Assignment — Look below for the line with "Question. For each instance of the dry". Extract that line and each one after it through the last, word for word.

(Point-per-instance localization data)
■ ■ ■ ■ ■ ■ ■

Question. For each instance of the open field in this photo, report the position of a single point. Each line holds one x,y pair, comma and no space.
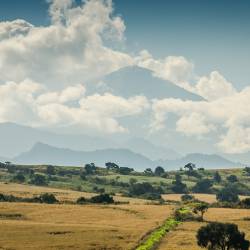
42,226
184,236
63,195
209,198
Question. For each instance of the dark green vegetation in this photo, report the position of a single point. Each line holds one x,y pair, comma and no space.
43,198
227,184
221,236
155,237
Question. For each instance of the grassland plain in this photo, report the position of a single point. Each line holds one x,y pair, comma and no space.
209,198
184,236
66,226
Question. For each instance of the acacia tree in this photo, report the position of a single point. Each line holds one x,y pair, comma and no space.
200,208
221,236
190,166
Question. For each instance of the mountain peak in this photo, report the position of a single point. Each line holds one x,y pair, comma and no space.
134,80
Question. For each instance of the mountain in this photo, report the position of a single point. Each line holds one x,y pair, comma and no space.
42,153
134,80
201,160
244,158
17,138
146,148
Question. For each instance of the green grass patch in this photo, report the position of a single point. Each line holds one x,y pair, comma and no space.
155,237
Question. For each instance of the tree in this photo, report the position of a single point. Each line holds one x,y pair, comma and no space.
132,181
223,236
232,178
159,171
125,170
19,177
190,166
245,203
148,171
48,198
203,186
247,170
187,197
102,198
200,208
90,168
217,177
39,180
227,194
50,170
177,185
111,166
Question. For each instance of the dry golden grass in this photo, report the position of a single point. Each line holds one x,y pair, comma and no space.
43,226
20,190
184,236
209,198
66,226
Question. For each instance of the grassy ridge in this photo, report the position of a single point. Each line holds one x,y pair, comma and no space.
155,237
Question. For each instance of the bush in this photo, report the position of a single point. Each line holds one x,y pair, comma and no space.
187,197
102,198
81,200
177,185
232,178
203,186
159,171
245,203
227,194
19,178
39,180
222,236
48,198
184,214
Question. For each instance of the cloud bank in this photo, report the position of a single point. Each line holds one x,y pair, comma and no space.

■ ■ ■ ■ ■ ■ ■

Output for this exercise —
Question. For each instance of the dry golden grass in this photo, report the position of a single point. Each line holds one x,y pair, comma and no space.
43,226
20,190
184,236
209,198
66,226
Question. For each instance of the grassy ridge in this photo, report the position of a single point. Each line holds one x,y pair, comma and no space.
155,237
Question. For each instance of the bush in this photo, report the position of a single point. Each line holds one x,y pair, comma and no space.
187,197
102,198
81,200
177,185
232,178
203,186
159,171
245,203
227,194
19,178
39,180
222,236
48,198
184,214
Question. For each instance of the cloud bank in this photo, report the position of a single point. Each line holds one x,y pair, comma and no space.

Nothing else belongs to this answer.